Word for word, retype every entry in the listing.

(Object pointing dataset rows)

* Start *

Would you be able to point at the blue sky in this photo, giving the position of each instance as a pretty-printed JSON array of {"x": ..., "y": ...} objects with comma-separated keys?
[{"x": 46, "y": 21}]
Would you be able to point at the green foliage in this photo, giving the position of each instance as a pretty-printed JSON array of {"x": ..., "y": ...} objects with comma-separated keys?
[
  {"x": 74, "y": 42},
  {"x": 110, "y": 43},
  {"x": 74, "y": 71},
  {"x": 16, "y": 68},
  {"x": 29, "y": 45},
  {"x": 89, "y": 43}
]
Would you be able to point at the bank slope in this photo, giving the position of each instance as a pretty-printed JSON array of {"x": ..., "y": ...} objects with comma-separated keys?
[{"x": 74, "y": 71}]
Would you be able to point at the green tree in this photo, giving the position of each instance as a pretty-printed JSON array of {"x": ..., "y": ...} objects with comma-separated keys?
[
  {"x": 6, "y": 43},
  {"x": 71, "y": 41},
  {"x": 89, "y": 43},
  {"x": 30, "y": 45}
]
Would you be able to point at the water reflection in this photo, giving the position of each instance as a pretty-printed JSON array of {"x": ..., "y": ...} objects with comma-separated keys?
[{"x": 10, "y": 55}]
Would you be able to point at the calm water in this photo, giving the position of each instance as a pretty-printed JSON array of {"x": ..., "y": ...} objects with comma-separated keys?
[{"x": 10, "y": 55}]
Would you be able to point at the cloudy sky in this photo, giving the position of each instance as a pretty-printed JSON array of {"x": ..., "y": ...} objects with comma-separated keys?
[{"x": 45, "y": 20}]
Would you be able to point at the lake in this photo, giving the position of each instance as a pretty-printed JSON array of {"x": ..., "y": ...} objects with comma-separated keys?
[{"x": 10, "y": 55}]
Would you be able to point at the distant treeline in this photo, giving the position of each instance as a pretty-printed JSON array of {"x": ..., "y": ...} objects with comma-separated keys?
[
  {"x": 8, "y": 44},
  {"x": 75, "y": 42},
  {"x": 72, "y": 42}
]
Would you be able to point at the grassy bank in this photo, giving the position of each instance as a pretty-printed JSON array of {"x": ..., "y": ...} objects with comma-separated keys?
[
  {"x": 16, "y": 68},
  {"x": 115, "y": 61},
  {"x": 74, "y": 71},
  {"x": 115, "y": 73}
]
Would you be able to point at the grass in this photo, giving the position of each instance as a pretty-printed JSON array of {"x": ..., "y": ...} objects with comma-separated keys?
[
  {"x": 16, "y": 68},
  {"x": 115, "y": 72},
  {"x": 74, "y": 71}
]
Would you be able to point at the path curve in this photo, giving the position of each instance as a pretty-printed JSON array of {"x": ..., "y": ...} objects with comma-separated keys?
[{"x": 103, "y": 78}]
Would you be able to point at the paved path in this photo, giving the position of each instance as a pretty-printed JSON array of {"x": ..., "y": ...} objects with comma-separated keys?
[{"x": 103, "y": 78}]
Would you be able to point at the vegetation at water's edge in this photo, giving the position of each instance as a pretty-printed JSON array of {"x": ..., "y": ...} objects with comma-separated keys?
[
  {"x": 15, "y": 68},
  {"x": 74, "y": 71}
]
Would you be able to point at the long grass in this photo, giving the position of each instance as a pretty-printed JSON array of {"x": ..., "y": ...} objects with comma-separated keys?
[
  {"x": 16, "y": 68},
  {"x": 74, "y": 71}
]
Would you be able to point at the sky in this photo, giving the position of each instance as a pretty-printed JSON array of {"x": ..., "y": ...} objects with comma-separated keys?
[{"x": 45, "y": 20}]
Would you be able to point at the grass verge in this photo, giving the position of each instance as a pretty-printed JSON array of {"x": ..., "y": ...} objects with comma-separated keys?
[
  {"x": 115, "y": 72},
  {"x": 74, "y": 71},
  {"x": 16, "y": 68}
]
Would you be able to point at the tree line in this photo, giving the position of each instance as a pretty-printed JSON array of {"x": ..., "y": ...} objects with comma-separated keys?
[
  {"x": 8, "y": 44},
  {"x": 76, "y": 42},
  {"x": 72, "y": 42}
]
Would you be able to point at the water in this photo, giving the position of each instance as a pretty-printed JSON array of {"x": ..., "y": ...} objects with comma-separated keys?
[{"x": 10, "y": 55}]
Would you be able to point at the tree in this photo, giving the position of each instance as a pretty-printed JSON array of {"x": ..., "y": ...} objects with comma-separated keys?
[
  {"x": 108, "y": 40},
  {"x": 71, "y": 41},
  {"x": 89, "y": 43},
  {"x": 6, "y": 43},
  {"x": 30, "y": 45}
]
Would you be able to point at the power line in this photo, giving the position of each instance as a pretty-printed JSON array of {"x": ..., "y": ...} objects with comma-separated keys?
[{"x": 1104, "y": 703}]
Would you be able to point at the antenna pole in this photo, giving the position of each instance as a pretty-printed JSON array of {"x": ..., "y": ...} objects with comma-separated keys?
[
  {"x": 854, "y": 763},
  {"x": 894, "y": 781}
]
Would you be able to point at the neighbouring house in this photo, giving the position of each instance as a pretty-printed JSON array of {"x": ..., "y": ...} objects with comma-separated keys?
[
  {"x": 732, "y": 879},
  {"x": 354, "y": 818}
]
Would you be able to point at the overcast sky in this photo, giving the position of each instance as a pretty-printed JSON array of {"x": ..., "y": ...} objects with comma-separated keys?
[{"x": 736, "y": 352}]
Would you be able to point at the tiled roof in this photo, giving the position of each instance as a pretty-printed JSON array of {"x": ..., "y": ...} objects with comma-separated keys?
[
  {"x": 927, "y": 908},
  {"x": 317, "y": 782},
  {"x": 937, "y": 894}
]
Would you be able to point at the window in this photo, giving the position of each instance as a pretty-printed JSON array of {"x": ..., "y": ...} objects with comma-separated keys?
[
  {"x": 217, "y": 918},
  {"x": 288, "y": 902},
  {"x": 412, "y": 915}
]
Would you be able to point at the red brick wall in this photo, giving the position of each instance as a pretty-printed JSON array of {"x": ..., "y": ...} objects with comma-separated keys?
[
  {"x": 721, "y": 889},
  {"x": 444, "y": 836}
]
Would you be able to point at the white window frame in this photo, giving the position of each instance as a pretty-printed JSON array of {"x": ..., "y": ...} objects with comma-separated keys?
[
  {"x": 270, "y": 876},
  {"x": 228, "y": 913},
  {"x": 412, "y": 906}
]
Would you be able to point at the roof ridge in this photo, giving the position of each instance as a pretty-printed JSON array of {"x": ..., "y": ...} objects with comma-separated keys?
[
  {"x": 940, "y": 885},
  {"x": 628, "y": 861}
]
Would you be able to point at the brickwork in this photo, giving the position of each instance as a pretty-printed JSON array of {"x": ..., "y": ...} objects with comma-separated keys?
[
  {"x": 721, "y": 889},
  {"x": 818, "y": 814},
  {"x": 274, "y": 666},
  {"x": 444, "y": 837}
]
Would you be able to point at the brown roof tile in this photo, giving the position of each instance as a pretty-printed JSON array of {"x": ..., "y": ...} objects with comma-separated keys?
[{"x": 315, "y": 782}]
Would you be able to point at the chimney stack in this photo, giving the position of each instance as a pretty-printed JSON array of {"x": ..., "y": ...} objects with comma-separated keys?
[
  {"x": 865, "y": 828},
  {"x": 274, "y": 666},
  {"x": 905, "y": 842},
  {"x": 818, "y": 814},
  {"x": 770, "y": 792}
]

* End *

* _Task answer_:
Would you be able to point at the blue sky in this photo, giving the position of each instance as a pretty-printed JSON array of {"x": ..., "y": ...} objects with comma-separated keys?
[{"x": 46, "y": 21}]
Would you be able to point at the green foliage in this photo, giving the position of each instance as a pretty-printed JSON array of {"x": ..., "y": ...} objects with comma-separated keys?
[
  {"x": 74, "y": 42},
  {"x": 110, "y": 43},
  {"x": 74, "y": 71},
  {"x": 16, "y": 68},
  {"x": 29, "y": 45},
  {"x": 89, "y": 43}
]
Would you be able to point at the bank slope in this photo, giving the position of each instance as a pretty-printed JSON array of {"x": ..., "y": ...} objects with comma-separated keys?
[{"x": 74, "y": 71}]
Would you be able to point at the green tree in this photo, giving the position of each instance as a pretty-printed JSON array of {"x": ..., "y": ...} objects with comma-separated keys?
[
  {"x": 6, "y": 43},
  {"x": 71, "y": 41},
  {"x": 89, "y": 43},
  {"x": 30, "y": 45}
]
Would you be able to point at the water reflection in this photo, giving the position of each instance as a pretty-printed JSON array of {"x": ..., "y": ...} objects with comma-separated keys?
[{"x": 10, "y": 55}]
Would you be able to point at the calm water in this photo, giving the position of each instance as a pretty-printed JSON array of {"x": ..., "y": ...} objects with comma-separated keys?
[{"x": 10, "y": 55}]
Would you be able to point at the cloudy sky in this photo, giving the position of each instance as a pretty-printed JSON array of {"x": ..., "y": ...} objects with comma-separated keys?
[{"x": 45, "y": 20}]
Would you be able to point at the lake in this photo, giving the position of each instance as a pretty-printed JSON array of {"x": ..., "y": ...} objects with comma-separated keys?
[{"x": 10, "y": 55}]
Would you be able to point at the distant treeline in this photo, giving the position of each instance as a pretty-printed JSON array of {"x": ..., "y": ...} objects with comma-separated keys?
[
  {"x": 8, "y": 44},
  {"x": 75, "y": 42},
  {"x": 72, "y": 42}
]
Would you be able to point at the grassy bank in this photo, giving the position of each instance as a pretty-printed JSON array of {"x": ..., "y": ...} objects with comma-separated keys?
[
  {"x": 16, "y": 68},
  {"x": 115, "y": 61},
  {"x": 74, "y": 71},
  {"x": 115, "y": 73}
]
Would you be able to point at the grass in this photo, giving the position of each instance as a pretty-printed JSON array of {"x": ..., "y": ...} objects with comma-separated keys?
[
  {"x": 16, "y": 68},
  {"x": 115, "y": 72},
  {"x": 74, "y": 71}
]
Would you be able to point at the path curve in this photo, giving the position of each instance as a pretty-printed JSON array of {"x": ..., "y": ...} objects with comma-separated keys?
[{"x": 103, "y": 78}]
Would you be able to point at the paved path in this photo, giving the position of each instance as a pretty-printed JSON array of {"x": ..., "y": ...} objects with comma-separated keys?
[{"x": 103, "y": 78}]
Would you be able to point at the vegetation at water's edge in this photo, giving the position of each instance as a pretty-printed JSON array of {"x": ..., "y": ...} objects with comma-separated keys?
[
  {"x": 15, "y": 68},
  {"x": 74, "y": 71}
]
Would you be able to point at the long grass in this photo, giving the position of each instance as a pretty-printed JSON array of {"x": ..., "y": ...} objects with comma-separated keys?
[
  {"x": 16, "y": 68},
  {"x": 74, "y": 71}
]
Would you be able to point at the sky in this photo, giving the position of each instance as a pretty-printed JSON array of {"x": ..., "y": ...} objects with comma-separated keys?
[{"x": 45, "y": 20}]
Would you be able to point at the grass verge in this photo, giving the position of each instance as a pretty-printed JSON array of {"x": ..., "y": ...} objects with comma-separated keys?
[
  {"x": 115, "y": 72},
  {"x": 74, "y": 71},
  {"x": 16, "y": 68}
]
Would you be able to point at the tree line in this photo, giving the position of each instance as a pretty-printed JSON array of {"x": ..., "y": ...} objects with comma-separated keys?
[
  {"x": 8, "y": 44},
  {"x": 76, "y": 42},
  {"x": 72, "y": 42}
]
Would you be able to point at the water in this photo, giving the position of each instance as a pretty-printed JSON array of {"x": ..., "y": ...} objects with comma-separated keys?
[{"x": 10, "y": 55}]
Would you be able to point at the tree in this photo, giving the position of each instance as a pretty-printed JSON array of {"x": ..., "y": ...} objects with comma-separated keys?
[
  {"x": 108, "y": 40},
  {"x": 71, "y": 41},
  {"x": 89, "y": 43},
  {"x": 6, "y": 43},
  {"x": 30, "y": 45}
]
Would you be able to point at the power line in this photo, giving the position of each instance as a pretty-printed JSON array of {"x": ..., "y": ...} objects with comma-separated keys?
[{"x": 1104, "y": 703}]
Would you be able to point at the antenna pole in this photo, giving the position of each instance as a pretty-printed JSON array of {"x": ..., "y": ...} objects with comma-separated keys?
[
  {"x": 854, "y": 763},
  {"x": 894, "y": 781}
]
Would you be able to point at the neighbouring house in this photo, giving the position of each instance as a pretty-printed JSON array of {"x": ..., "y": ...} objects with comma-separated keys?
[
  {"x": 732, "y": 879},
  {"x": 354, "y": 818}
]
Would you be able to point at the overcast sky in this photo, giving the position of each instance as a pretty-printed JSON array of {"x": ..., "y": ...} objects with comma-separated keys?
[{"x": 736, "y": 352}]
Would you be able to point at the tiled roof in this photo, giving the position of each instance as a pretty-printed JSON array of {"x": ..., "y": ...} objects with comma-separated keys?
[
  {"x": 927, "y": 908},
  {"x": 317, "y": 782},
  {"x": 937, "y": 894}
]
Would you be able to point at the window in this photo, giving the position of each instance as a pretty-printed JSON array of {"x": ..., "y": ...} objects with comma-separated keys?
[
  {"x": 217, "y": 918},
  {"x": 288, "y": 902},
  {"x": 412, "y": 915}
]
Would you be able to point at the red brick wall in this photo, giving the position of each instance as a pretty-printed JSON array of {"x": ..., "y": ...} objects with comma-separated keys?
[
  {"x": 721, "y": 889},
  {"x": 444, "y": 836}
]
Would you be able to point at the white window frame in this photo, giving the position of each instance as a pretty-printed JSON array of {"x": ..., "y": ...} objects with comma-separated keys?
[
  {"x": 270, "y": 876},
  {"x": 228, "y": 913},
  {"x": 412, "y": 906}
]
Would you be able to point at the roof ridge in this photo, giving the position of each instance as a pretty-printed JSON array of {"x": ..., "y": ...} objects with comma-separated keys?
[
  {"x": 940, "y": 885},
  {"x": 628, "y": 861}
]
Would you be able to point at the brickwork in this photo, giving the position of each instance as a pretty-printed JSON array of {"x": ..., "y": ...} objects with comma-separated keys?
[
  {"x": 721, "y": 889},
  {"x": 818, "y": 814},
  {"x": 274, "y": 666},
  {"x": 444, "y": 837}
]
Would you be able to point at the brown roof tile in this photo, giving the position of each instance as a pretty-printed JSON array of {"x": ..., "y": ...} objects with comma-separated keys?
[{"x": 315, "y": 782}]
Would you be able to point at the chimney stack in this photo, giving the position of each instance as a pretty-printed JSON array of {"x": ..., "y": ...} objects with comma-separated keys?
[
  {"x": 865, "y": 828},
  {"x": 274, "y": 666},
  {"x": 905, "y": 842},
  {"x": 818, "y": 814},
  {"x": 770, "y": 792}
]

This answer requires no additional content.